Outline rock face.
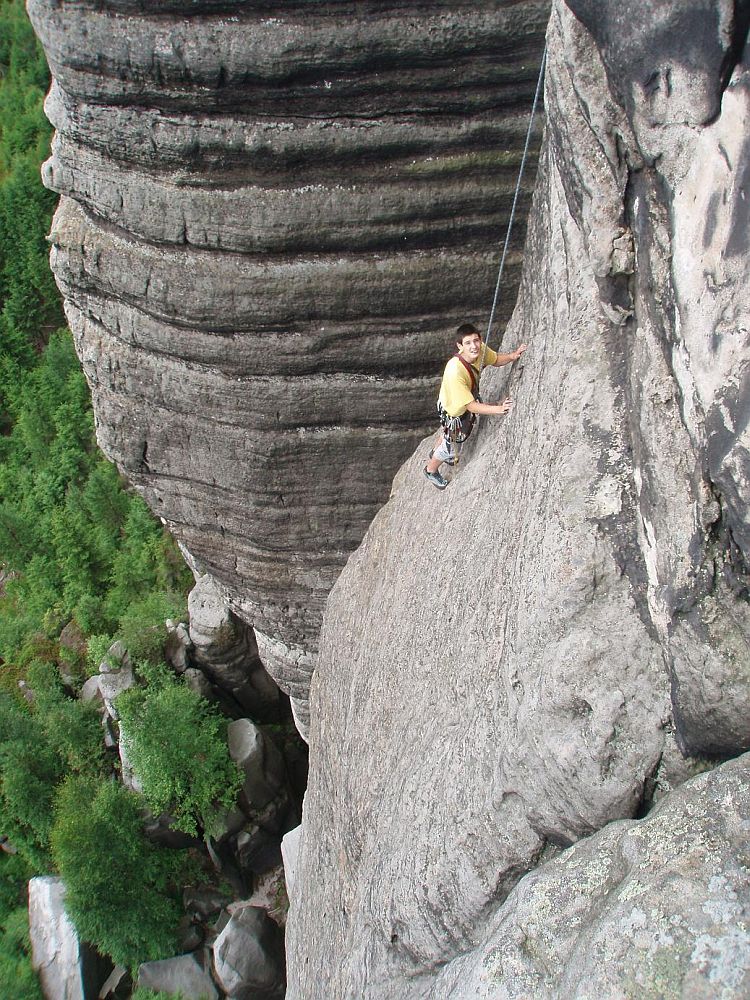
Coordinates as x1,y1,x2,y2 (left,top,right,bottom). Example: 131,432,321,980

...

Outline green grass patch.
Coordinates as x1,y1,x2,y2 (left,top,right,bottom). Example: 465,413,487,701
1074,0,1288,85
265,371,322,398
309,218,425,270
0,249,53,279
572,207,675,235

==

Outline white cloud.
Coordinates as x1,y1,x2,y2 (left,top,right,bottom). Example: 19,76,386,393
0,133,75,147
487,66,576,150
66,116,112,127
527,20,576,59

• SET EXERCISE:
Rewrite the rows starting at the line that has "Outline green grass patch." and stopping after the line that has "572,207,675,235". Swap "Example" for "Sample" and leave everything else unchanged.

• FINAL RESULT:
Outline green grass patch.
Coordinates as x1,y1,x2,y2 (left,top,right,bottom). Sample: 465,413,487,701
1074,0,1288,85
265,371,322,398
309,218,425,270
0,249,53,279
572,207,675,235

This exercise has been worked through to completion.